(Given passage)
□ □ □

It’s been a couple of weeks since I shared my contemplations and there are good reasons for it. For one, I suffer from a serious health issue that I call Scarlett Ohara disease. Its symptoms show up as a constant state of, “After all, tomorrow is another day!” I also call this laziness and I recognize laziness and sloth & torpor (in Buddhism, one of the five hindrances) as lifelong challenges of mine. But there was also a day (and a day of recovery) that I had the most intense vertigo I have ever experienced. It was so bad that I spent several hours in bed, afraid to open my eyes. Of course I’m still playing Goldilocks to contact lenses and there was one pair that I wore for a week and was never able to read a menu or type on the laptop without the addition of reading glasses. And there was a good 48 hours in which I attended to Paz who suffered from a severe reaction to Advantage flea/heart worm medication. The poor guy couldn’t walk across the room without his legs falling out from under him. He also had seizures and hallucinations! Paz will never be subjected to that poison again so I have to work with his vet to find something that will help protect him while being as safe as possible and non-allergenic. The only perfectly healthy one lately is Buddha Baby. And I admit, he brings indiscriminate joy to my heart. In the midst of all of this, I’ve participated in more than my fair share of activities and gatherings. Which on the one hand is wonderful (to have so many wonderful, kind, and loving friends) and on the other…a distraction from my commitment to solitude and contemplation.
I am enrolled in an online course about Going Forth. In the time of the Buddha and for many reasons, householders (your average person) would give up their typical life to go forth as a monastic and sometimes, as a spiritual wanderer. I was thrilled when I stumbled upon the course considering that my plan for 2017 was to do exactly that. Evidently our experience of aging hasn’t necessarily changed over the last couple of thousand years and for many of us in retirement, spiritual exploration on our own without work, family, and daily life to interfere with the exploration is quite attractive.
In one of the lessons Andrew spoke of isolation and how many of us have a sense of being more alone as we age; as people we know and love move away, die, or relationships just change. With the intention of going forth, we can explore what is gained and lost with relationships with other people and in being alone.
Back in the day, the whole point of going forth was to extract oneself from social context and define oneself freely. That description clearly articulates my own desire to go forth. I have found (and as described in the course) “…In solitude you can define yourself as you wish. In relationship you can’t because you are actually defined by the relationship – you are someone’s friend, wife, boss, etc.” By stepping outside those relationships and stepping into solitude there can be a perceived loss of connection with others, but one may also find a very valuable connection with self by being aware of one’s inner life and stepping outside of conventional roles.
In solitude, loneliness can be assessed. Does it feel like an affliction or as a valuable benefit? The answer is a matter of perspective as loneliness in and of itself is not automatically terrible or wonderful. My own experience has shown that it can be both. I rarely find myself lonely although my old friend does show up once in awhile. I’ve learned to welcome the feeling when it comes and turn towards the loneliness rather than away from it. Through this practice, I’m no longer afraid of being lonely and I trust that even if at the time it feels like an affliction, it will pass. It is at those times when I observe if I can be lonely without eating chocolate cake, watching TV when I’m not even interested in the show, or turning to Facebook.

□ □ □

(Supplied entries)
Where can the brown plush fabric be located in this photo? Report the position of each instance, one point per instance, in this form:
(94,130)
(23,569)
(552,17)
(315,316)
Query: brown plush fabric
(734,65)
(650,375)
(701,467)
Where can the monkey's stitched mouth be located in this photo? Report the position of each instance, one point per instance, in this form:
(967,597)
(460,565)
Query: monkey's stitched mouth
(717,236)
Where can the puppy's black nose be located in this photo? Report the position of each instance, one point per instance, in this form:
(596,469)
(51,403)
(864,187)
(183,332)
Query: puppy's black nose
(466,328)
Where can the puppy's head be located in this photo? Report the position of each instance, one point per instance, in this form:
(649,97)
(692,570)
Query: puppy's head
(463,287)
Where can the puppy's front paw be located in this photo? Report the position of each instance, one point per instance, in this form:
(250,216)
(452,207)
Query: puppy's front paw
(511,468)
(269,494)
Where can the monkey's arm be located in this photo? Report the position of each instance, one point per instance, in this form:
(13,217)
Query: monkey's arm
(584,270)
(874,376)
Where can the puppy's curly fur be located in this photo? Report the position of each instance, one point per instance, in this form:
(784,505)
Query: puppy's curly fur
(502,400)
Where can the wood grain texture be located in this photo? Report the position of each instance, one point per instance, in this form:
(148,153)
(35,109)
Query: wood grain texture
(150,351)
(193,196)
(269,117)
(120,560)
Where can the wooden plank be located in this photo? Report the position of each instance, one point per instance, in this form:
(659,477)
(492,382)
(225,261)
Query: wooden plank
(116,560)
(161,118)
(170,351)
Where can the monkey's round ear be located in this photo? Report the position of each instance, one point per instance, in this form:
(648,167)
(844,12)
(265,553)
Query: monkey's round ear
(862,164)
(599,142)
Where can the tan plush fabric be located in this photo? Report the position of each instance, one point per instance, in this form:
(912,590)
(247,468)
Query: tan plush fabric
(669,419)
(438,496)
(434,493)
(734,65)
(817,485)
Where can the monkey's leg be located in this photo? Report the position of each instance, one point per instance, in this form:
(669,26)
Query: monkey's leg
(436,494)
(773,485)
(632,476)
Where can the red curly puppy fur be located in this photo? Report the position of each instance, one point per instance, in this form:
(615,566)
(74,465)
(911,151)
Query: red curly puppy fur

□ □ □

(What is required)
Rewrite the reflection on solitude, starting at "In solitude, loneliness" and ending after "turning to Facebook.", with "chocolate cake" replaced by "ice cream".

(Written answer)
In solitude, loneliness can be assessed. Does it feel like an affliction or as a valuable benefit? The answer is a matter of perspective as loneliness in and of itself is not automatically terrible or wonderful. My own experience has shown that it can be both. I rarely find myself lonely although my old friend does show up once in awhile. I’ve learned to welcome the feeling when it comes and turn towards the loneliness rather than away from it. Through this practice, I’m no longer afraid of being lonely and I trust that even if at the time it feels like an affliction, it will pass. It is at those times when I observe if I can be lonely without eating ice cream, watching TV when I’m not even interested in the show, or turning to Facebook.